● Problem statement: Retype the entire listing below line for line, with no changes.

┄┄┄┄┄┄┄┄┄┄

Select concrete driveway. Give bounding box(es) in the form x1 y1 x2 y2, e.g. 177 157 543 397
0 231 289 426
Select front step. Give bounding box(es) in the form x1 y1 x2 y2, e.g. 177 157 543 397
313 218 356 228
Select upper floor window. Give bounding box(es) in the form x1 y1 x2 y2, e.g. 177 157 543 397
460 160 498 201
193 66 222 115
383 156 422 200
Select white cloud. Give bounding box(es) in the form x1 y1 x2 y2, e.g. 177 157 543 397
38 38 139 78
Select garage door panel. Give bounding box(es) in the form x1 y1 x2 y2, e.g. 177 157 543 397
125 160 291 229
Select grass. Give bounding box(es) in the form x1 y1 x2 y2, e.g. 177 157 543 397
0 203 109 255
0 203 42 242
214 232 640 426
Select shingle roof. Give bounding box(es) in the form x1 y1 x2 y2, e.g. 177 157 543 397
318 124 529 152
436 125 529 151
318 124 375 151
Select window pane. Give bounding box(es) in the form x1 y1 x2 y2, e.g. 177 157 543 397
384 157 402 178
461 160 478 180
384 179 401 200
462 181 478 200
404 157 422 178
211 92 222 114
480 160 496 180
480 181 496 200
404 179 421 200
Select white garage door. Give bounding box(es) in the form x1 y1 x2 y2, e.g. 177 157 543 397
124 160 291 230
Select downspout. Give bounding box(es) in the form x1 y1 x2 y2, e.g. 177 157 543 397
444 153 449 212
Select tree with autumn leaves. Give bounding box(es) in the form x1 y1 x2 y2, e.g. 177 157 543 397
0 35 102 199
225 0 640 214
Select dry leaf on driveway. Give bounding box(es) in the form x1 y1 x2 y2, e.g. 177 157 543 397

┄┄┄┄┄┄┄┄┄┄

● Expected answer:
Select concrete driveway. Give bounding box(es) in the form x1 y1 x2 y2, e.g. 177 157 543 397
0 231 289 426
Select front step. Give bounding box(es) in the form x1 y1 x2 y2, e.g. 177 157 543 397
313 218 356 228
Select upper floor window. Give bounding box(es) in the form x1 y1 x2 y2, e.g. 177 157 543 397
460 160 498 201
193 66 222 115
383 156 422 200
Select white cloud. Give bounding box(es) in the form x1 y1 x2 y2, e.g. 177 157 543 397
38 38 139 78
Select garage door panel. Give bounding box(es) in the form x1 y1 x2 y2, e.g. 177 157 543 397
125 160 291 229
Select grass. Give bounding box(es) in the form x1 y1 x2 y2, e.g. 177 157 543 397
0 203 109 255
0 203 42 242
214 232 640 426
Select shingle roof. Give bounding box(es) in the form x1 y1 x2 y2, e.g. 177 157 543 397
318 124 529 152
436 125 529 151
318 124 375 151
Select window pane. Give bounding box(es) in the form x1 y1 x2 y2, e.g. 177 157 543 397
384 157 402 178
461 160 478 180
384 179 401 200
462 181 478 200
404 157 422 178
211 92 222 114
480 160 496 180
480 181 496 200
404 179 421 200
Select white garage door. Give bounding box(es) in the form x1 y1 x2 y2, e.g. 177 157 543 397
124 160 291 230
Select downspout. Give bounding box(es) in the form x1 y1 x2 y2, e.g. 177 157 543 397
444 153 449 212
Select tree with autumn leaves. Give bounding box(es) in the form x1 y1 x2 y2, e.g. 177 157 543 397
0 35 102 199
225 0 640 214
Select dry leaf on driveway. Give bounding box(es) in the form x1 y1 x2 y2, e.g. 177 157 543 397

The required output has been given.